» List of tasks
[a] In the text on the selectable queue, rewrite the paragraph beginning "The multiprocessing library also has a queue" more briefly, keeping its main facts.
[b] Write what comes next in the text on the selectable queue, picking up after its final line.

» Page
******************************

Note how the first argument, accepting the pipe is unused, but it is enough to receive the write end of the pipe. Then we configure logging etc and implement a big exception handler.

A selectable queue

Monitoring the child process liveness happens through a pipe which is waitable using select. As previously described though, we placed a queue at the center of the supervisor thread and send messages from other threads over this queue. Now we have a queue and a pipe to wait on, how?

We could probably abandon the queue and have those messages be sent over a pipe, which we could then select() on… but the queue is so convenient!

The multiprocessing library also has a queue which works across multiple processes. It uses a pipe under the hood to pass the messages and deals with things like sharing the the file descriptor when you spawn your child process (which is what we do). By simply switching from queue.Queue to multiprocessing.Queue (they feature the exact same interface) we have gained a pipe under the hood that we can select() on. Voilà!

Here's the code for the supervisor thread showing both the selectable queue (well, pipe) and the clever child process liveness monitor. To read the full up to date code for the whole background process library, just head over to the bgworker repo on Github.

class Process(threading.Thread):
    """Supervisor for running the main background process and reacting to
    various events
    """
    def __init__(self, app, bg_fun, bg_fun_args=None, config_path=None):
        super(Process, self).__init__()
        self.app = app
        self.bg_fun = bg_fun
        if bg_fun_args is None:
            bg_fun_args = []
        self.bg_fun_args = bg_fun_args
        self.config_path = config_path
        self.parent_pipe = None

        self.log = app.log
        self.name = "{}.{}".format(self.app.__class__.__module__,
                                   self.app.__class__.__name__)
        self.log.info("{} supervisor starting".format(self.name))

        self.vmid = self.app._ncs_id

        self.mp_ctx = multiprocessing.get_context('spawn')
        self.q = self.mp_ctx.Queue()

        # start the config subscriber thread
        if self.config_path is not None:
            self.config_subscriber = Subscriber(app=self.app, log=self.log)
            subscriber_iter = ConfigSubscriber(self.q, self.config_path)
            subscriber_iter.register(self.config_subscriber)
            self.config_subscriber.start()

        # start the HA event listener thread
        self.ha_event_listener = HaEventListener(app=self.app, q=self.q)
        self.ha_event_listener.start()

        # start the logging QueueListener thread
        hdlrs = list(_get_handler_impls(self.app._logger))
        self.log_queue = self.mp_ctx.Queue()
        self.queue_listener = logging.handlers.QueueListener(self.log_queue, *hdlrs, respect_handler_level=True)
        self.queue_listener.start()
        self.current_log_level = self.app._logger.getEffectiveLevel()

        # start log config CDB subscriber
        self.log_config_q = self.mp_ctx.Queue()

******************************

» Excerpted data
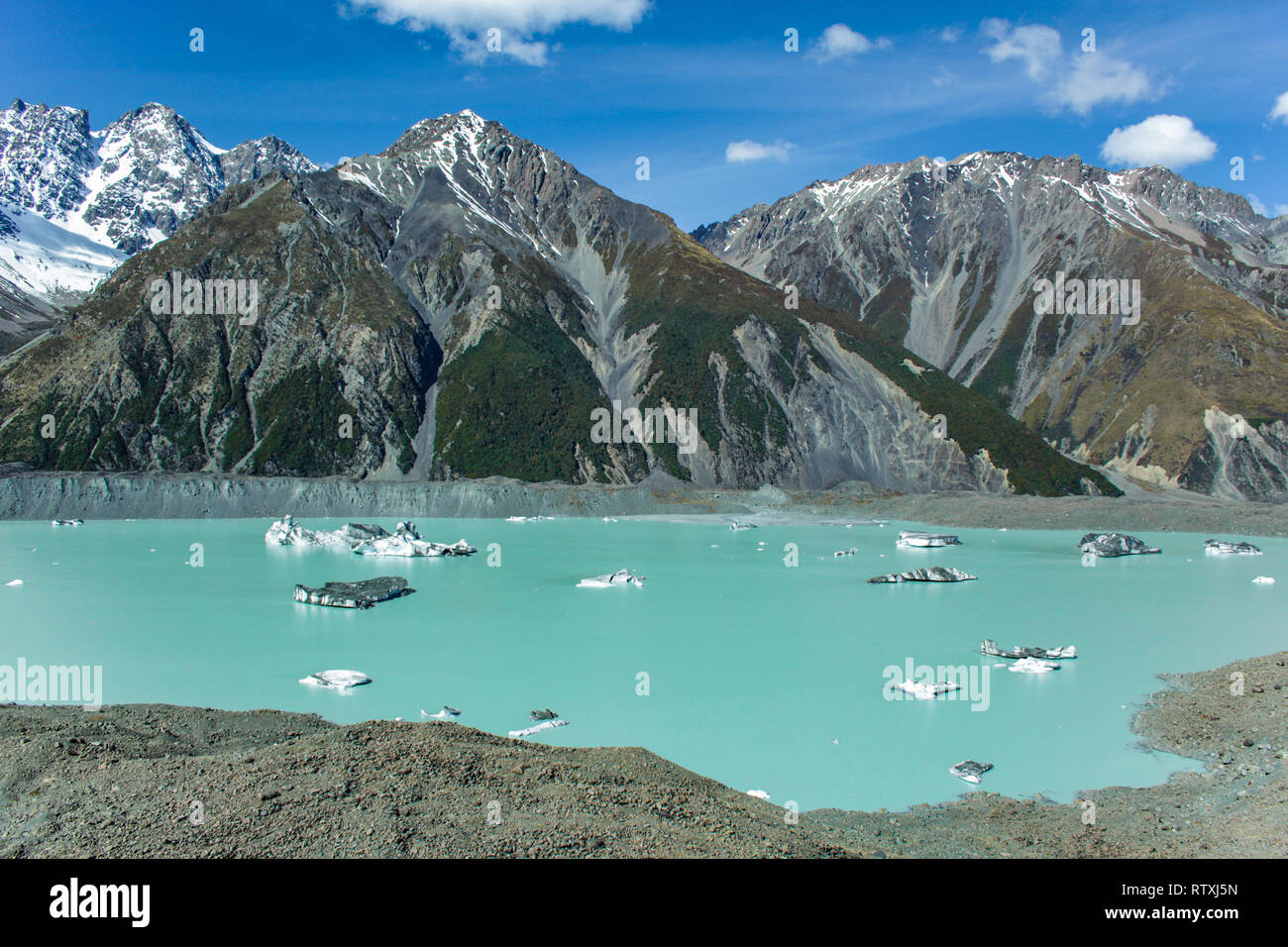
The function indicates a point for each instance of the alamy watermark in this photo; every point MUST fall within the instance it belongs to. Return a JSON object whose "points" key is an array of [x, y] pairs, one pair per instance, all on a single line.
{"points": [[1089, 298], [648, 427], [52, 684], [941, 684], [180, 295]]}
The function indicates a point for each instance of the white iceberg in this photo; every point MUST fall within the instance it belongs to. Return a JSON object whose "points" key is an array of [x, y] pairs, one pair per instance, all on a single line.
{"points": [[1031, 665], [336, 680], [544, 725], [406, 541], [622, 578], [912, 539], [925, 689]]}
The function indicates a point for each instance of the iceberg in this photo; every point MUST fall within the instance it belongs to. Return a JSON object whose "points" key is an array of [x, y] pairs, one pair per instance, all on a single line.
{"points": [[362, 594], [287, 532], [407, 543], [445, 714], [991, 648], [1031, 665], [970, 771], [925, 689], [546, 725], [621, 578], [911, 539], [1111, 544], [1219, 548], [336, 680], [935, 574]]}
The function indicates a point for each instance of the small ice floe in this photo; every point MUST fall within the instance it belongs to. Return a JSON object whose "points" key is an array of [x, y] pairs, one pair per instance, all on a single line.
{"points": [[991, 648], [935, 574], [911, 539], [1220, 548], [1112, 544], [287, 532], [926, 689], [336, 680], [364, 594], [1031, 665], [407, 543], [621, 578], [970, 771], [544, 725], [445, 714]]}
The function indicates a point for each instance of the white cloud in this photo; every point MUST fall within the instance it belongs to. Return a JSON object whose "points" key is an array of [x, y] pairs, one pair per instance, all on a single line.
{"points": [[1098, 77], [1162, 140], [468, 22], [1037, 47], [747, 150], [840, 42], [1280, 110]]}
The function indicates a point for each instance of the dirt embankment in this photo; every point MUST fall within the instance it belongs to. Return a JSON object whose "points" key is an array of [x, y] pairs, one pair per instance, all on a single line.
{"points": [[155, 780]]}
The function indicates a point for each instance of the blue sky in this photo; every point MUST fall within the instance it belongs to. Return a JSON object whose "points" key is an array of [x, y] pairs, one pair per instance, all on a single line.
{"points": [[707, 91]]}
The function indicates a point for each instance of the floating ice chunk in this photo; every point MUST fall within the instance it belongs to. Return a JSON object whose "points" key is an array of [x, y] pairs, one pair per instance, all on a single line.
{"points": [[970, 771], [1220, 548], [336, 680], [364, 594], [925, 689], [544, 725], [1111, 544], [622, 578], [935, 574], [445, 714], [911, 539], [1031, 665]]}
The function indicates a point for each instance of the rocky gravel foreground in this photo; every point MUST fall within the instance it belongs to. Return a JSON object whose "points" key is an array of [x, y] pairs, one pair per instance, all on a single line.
{"points": [[158, 780]]}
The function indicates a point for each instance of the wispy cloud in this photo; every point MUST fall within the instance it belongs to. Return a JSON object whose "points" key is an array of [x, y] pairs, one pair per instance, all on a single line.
{"points": [[840, 42], [478, 29], [1080, 81], [1280, 110], [1162, 140], [747, 150]]}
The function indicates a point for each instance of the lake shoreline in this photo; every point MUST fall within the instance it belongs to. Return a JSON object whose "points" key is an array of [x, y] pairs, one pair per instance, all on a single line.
{"points": [[274, 784], [37, 495]]}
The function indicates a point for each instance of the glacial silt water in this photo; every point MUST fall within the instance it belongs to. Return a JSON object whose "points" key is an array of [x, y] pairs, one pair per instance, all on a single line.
{"points": [[729, 660]]}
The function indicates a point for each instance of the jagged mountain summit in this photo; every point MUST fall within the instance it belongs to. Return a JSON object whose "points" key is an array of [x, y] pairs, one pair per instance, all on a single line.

******************************

» Responses in order
[a] The multiprocessing library has its own queue that works across processes. It passes messages through a pipe and handles sharing the file descriptor when the child process is spawned. Because multiprocessing.Queue has the same interface as queue.Queue, switching to it gives a pipe under the hood that can be passed to select().

[b]
        self.log_config_subscriber = Subscriber(app=self.app, log=self.log)
        log_subscriber_iter = LogConfigSubscriber(self.log_config_q, self.vmid)
        log_subscriber_iter.register(self.log_config_subscriber)
        self.log_config_subscriber.start()

        self.worker = None

        # Read initial configuration, using two separate transactions
        with ncs.maapi.Maapi() as m:
            with ncs.maapi.Session(m, '{}_supervisor'.format(self.name), 'system'):
                # in the 1st transaction read config data from the 'enabled' leaf
                with m.start_read_trans() as t_read:
                    if config_path is not None:
                        enabled = t_read.get_elem(self.config_path)
                        self.config_enabled = bool(enabled)
                    else:
                        # if there is no config_path we assume the process is always enabled
                        self.config_enabled = True

                # In the 2nd transaction read operational data regarding HA.
                # This is an expensive operation invoking a data provider, thus
                # we don't want to incur any unnecessary locks
                with m.start_read_trans(db=ncs.OPERATIONAL) as oper_t_read:
                    # check if HA is enabled
                    if oper_t_read.exists("/tfnm:ncs-state/tfnm:ha"):
                        self.ha_enabled = True
                    else:
                        self.ha_enabled = False

                    # determine HA state if HA is enabled
                    if self.ha_enabled:
                        ha_mode = str(ncs.maagic.get_node(oper_t_read, '/tfnm:ncs-state/tfnm:ha/tfnm:mode'))
                        self.ha_master = (ha_mode == 'master')


    def run(self):
        self.app.add_running_thread(self.name + ' (Supervisor)')

        while True:
            try:
                should_run = self.config_enabled and (not self.ha_enabled or self.ha_master)

                if should_run and (self.worker is None or not self.worker.is_alive()):
                    self.log.info("Background worker process should run but is not running, starting")
                    if self.worker is not None:
                        self.worker_stop()
                    self.worker_start()
                if self.worker is not None and self.worker.is_alive() and not should_run:
                    self.log.info("Background worker process is running but should not run, stopping")
                    self.worker_stop()

                # check for input
                waitable_rfds = [self.q._reader]
                if should_run:
                    waitable_rfds.append(self.parent_pipe)

                rfds, _, _ = select.select(waitable_rfds, [], [])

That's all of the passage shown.